# New Audi A3 TDI



## Rmart (Feb 20, 2002)

Kind of tempting to me.

http://www.audiusa.com/us/brand/en/exp/innovation/audi_tdi/audi_a3_tdi_2_0.html


----------



## ToyDriver (Jun 6, 2008)

G/f's brother has an 09 a3 gas model and it has a good amount of room in it. I have a love affair with hatchbacks and diesel cars so this is a fantasy car for me lol


----------



## jkp1187 (Jul 2, 2008)

It is tempting. Makes me wish the 123d hatchback was sold here even more, though. Audi reliability has been below average for a while, unfortunately. 

Oh well, won't have to buy a new car for several years now. We'll see how this one plays out.


----------



## Chris90 (Apr 7, 2003)

Cool, but it seems to be front drive and automatic only?


----------



## milobloom242 (Dec 28, 2004)

I'd just get a Jetta SportWagen TDI w/ 6MT and skip this

Incidentally, just read an article where 50% of the JSW sales in the US are TDIs


----------



## F1Crazy (Dec 11, 2002)

I would wait for a Golf GTD: http://www.edmunds.com/insideline/do/Drives/FirstDrives/articleId=150687


----------



## milobloom242 (Dec 28, 2004)

F1Crazy said:


> I would wait for a Golf GTD: http://www.edmunds.com/insideline/do/Drives/FirstDrives/articleId=150687


Oh hells yeah that looks sweet :thumbup:


----------



## Moderato (Nov 24, 2003)

Chris90 said:


> Cool, but it seems to be front drive and automatic only?


If that's true, then it makes me want to :snooze:


----------



## AzNMpower32 (Oct 23, 2005)

I would buy one if it was offered with a manual gearbox in the US. I don't care how good the DSG is, I want 3 pedals.


----------



## brkf (May 26, 2003)

milobloom242 said:


> I'd just get a Jetta SportWagen TDI w/ 6MT and skip this
> 
> Incidentally, just read an article where 50% of the JSW sales in the US are TDIs


"Jetta SportWagen TDI sales lead the pack with 1,982 units sold in June. Clean-diesel TDI models, according to Volkswagen, accounted for 81% of Jetta SportWagen sales..."

http://latimesblogs.latimes.com/uptospeed/2009/07/vws-diesel-blockbuster.html


----------



## brkf (May 26, 2003)

Wife has an A3. She likes it. It reinforces my view that Audi/VW use cheap parts, rarely honor warranties and do no stand by their products.

• WRITTEN REQUEST A
Report every line of the listing below that contains the word "hanging", copying each line in full.

• THE INPUT
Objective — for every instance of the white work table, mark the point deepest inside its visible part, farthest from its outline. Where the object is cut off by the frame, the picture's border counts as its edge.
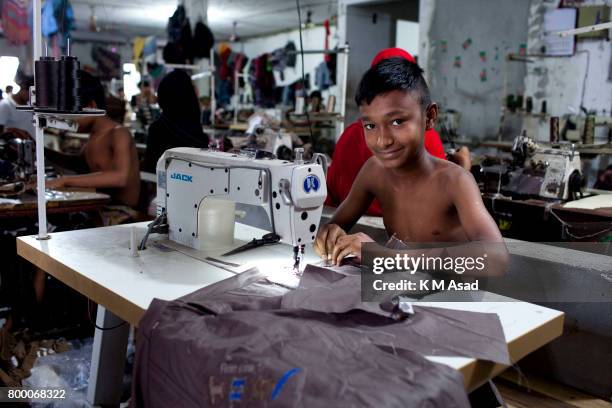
(97, 263)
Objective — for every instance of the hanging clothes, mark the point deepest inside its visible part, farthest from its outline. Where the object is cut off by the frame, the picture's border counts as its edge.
(179, 49)
(323, 77)
(15, 21)
(203, 40)
(57, 20)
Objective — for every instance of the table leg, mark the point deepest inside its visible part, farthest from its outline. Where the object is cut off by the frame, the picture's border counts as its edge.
(107, 359)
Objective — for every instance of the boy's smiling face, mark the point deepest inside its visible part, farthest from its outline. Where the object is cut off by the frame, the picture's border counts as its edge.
(394, 126)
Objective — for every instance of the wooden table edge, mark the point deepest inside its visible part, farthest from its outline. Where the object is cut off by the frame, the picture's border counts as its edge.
(477, 372)
(120, 306)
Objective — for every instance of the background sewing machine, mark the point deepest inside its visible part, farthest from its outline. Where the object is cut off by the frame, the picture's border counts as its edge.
(535, 171)
(18, 159)
(280, 196)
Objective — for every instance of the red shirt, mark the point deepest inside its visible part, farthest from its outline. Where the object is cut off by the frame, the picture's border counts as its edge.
(351, 153)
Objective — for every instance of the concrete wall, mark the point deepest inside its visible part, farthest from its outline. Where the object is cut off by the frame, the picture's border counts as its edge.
(20, 52)
(561, 80)
(495, 28)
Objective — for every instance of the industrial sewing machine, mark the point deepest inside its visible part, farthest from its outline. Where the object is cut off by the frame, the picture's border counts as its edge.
(19, 156)
(287, 195)
(535, 172)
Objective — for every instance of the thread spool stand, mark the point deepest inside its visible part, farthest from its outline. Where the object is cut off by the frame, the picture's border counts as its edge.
(51, 115)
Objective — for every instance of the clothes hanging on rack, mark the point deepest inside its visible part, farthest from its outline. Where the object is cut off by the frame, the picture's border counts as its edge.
(179, 49)
(15, 21)
(323, 76)
(109, 63)
(57, 19)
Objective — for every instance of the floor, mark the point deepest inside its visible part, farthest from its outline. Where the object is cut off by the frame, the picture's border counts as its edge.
(530, 391)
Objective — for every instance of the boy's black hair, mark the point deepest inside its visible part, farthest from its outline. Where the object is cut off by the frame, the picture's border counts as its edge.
(392, 74)
(91, 89)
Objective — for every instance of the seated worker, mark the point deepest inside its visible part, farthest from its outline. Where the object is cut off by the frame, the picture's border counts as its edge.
(141, 103)
(10, 117)
(423, 198)
(351, 150)
(110, 153)
(179, 123)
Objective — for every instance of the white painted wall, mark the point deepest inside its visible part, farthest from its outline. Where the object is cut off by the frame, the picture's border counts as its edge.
(20, 52)
(560, 80)
(407, 36)
(496, 28)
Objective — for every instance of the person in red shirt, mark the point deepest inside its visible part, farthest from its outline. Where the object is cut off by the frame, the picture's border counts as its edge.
(351, 151)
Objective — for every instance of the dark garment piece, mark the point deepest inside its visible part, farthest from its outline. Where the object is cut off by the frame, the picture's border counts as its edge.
(172, 54)
(290, 54)
(175, 24)
(179, 125)
(109, 62)
(332, 63)
(323, 77)
(430, 331)
(231, 345)
(165, 134)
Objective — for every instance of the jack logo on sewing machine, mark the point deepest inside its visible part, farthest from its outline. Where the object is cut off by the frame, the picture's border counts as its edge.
(311, 183)
(182, 177)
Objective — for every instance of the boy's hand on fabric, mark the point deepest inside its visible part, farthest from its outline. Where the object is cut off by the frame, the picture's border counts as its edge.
(326, 240)
(348, 245)
(55, 183)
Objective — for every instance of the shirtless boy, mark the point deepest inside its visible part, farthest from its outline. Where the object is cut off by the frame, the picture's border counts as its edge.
(423, 199)
(110, 152)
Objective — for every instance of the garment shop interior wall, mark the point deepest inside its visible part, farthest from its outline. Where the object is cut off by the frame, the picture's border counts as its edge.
(460, 79)
(560, 80)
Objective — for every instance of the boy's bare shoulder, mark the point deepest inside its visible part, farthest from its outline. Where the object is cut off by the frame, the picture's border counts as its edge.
(371, 170)
(452, 175)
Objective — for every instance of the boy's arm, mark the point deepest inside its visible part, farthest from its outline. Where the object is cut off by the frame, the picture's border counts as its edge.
(347, 214)
(473, 215)
(116, 178)
(479, 227)
(73, 162)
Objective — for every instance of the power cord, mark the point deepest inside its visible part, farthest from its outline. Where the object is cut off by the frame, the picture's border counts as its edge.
(96, 325)
(312, 140)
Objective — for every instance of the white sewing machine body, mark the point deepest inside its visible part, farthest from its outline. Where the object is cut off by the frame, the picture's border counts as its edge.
(291, 194)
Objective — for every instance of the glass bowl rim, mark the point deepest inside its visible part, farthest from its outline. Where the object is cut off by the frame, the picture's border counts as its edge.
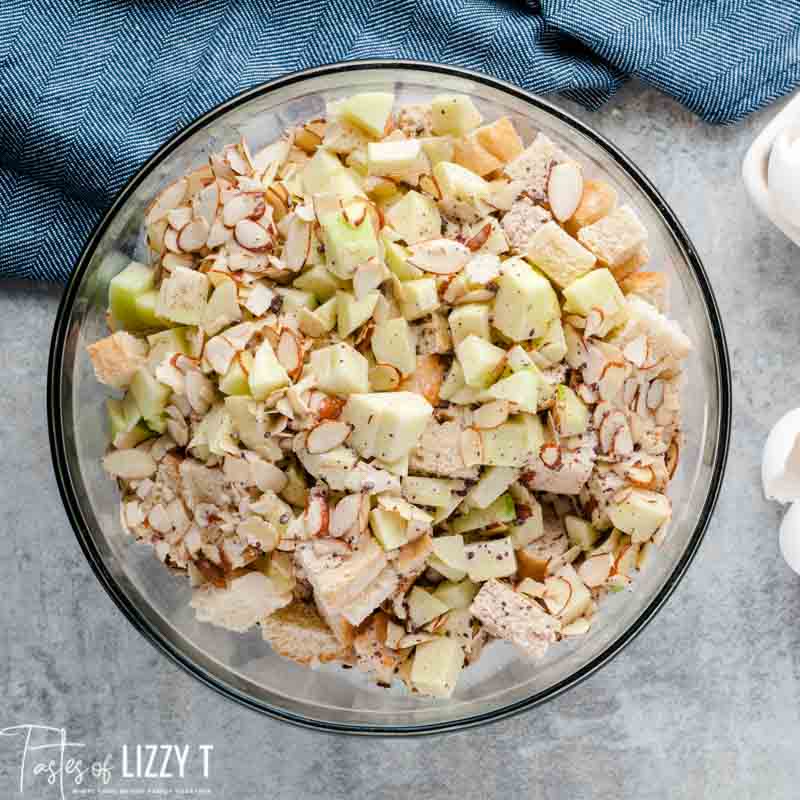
(72, 503)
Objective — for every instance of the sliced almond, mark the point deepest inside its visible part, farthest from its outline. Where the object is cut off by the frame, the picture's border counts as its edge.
(595, 571)
(179, 217)
(129, 464)
(471, 446)
(492, 415)
(289, 353)
(238, 208)
(327, 435)
(194, 236)
(170, 198)
(171, 241)
(564, 190)
(611, 381)
(384, 378)
(297, 249)
(252, 236)
(439, 256)
(316, 517)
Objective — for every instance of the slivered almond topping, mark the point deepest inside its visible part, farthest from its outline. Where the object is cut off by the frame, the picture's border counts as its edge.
(327, 435)
(252, 236)
(439, 256)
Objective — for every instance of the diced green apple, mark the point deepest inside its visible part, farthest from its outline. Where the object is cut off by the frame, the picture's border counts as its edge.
(392, 344)
(418, 298)
(521, 388)
(525, 303)
(369, 111)
(320, 281)
(386, 425)
(471, 318)
(456, 595)
(415, 218)
(124, 289)
(641, 513)
(340, 369)
(423, 607)
(454, 114)
(267, 373)
(389, 528)
(437, 665)
(351, 313)
(501, 512)
(493, 482)
(348, 245)
(151, 396)
(434, 492)
(480, 360)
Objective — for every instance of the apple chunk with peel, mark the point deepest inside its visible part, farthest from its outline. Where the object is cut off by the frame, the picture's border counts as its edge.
(349, 239)
(392, 343)
(415, 218)
(481, 361)
(566, 596)
(597, 292)
(436, 667)
(340, 369)
(267, 373)
(182, 296)
(525, 304)
(124, 291)
(640, 513)
(513, 443)
(386, 425)
(369, 111)
(521, 388)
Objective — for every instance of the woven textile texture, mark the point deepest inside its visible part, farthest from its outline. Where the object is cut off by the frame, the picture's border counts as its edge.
(90, 88)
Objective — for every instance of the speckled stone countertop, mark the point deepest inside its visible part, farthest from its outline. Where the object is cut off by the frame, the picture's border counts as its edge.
(704, 704)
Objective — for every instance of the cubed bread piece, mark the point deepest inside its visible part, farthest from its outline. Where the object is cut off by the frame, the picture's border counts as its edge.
(639, 258)
(614, 238)
(532, 165)
(438, 452)
(372, 654)
(501, 139)
(558, 255)
(117, 358)
(244, 603)
(513, 616)
(522, 221)
(299, 633)
(651, 286)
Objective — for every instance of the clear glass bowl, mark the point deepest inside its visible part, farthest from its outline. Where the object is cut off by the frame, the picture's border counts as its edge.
(242, 666)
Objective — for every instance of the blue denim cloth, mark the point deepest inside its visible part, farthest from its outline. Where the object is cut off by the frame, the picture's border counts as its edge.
(90, 88)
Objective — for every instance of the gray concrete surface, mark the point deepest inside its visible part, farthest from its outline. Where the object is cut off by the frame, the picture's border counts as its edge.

• WRITTEN REQUEST B
Rewrite the thread between "## Rmart (Feb" and "(Jun 6, 2008)", inclusive, replacing "tempting" with "appealing".

• CORRECT RESULT A
Objective — for every instance of the hanging clothes, mark the point deepest inside its visible part, farthest from its outline. Where the object is cut off by the frame, the picture's border counts as its edge.
Objective — for every instance of the clothes hanging on rack, mark the point deepest inside its visible part, farthest from its outline. Where the object is cut off by the frame, the picture's border counts as its edge.

• CORRECT RESULT B
## Rmart (Feb 20, 2002)

Kind of appealing to me.

http://www.audiusa.com/us/brand/en/exp/innovation/audi_tdi/audi_a3_tdi_2_0.html


----------



## ToyDriver (Jun 6, 2008)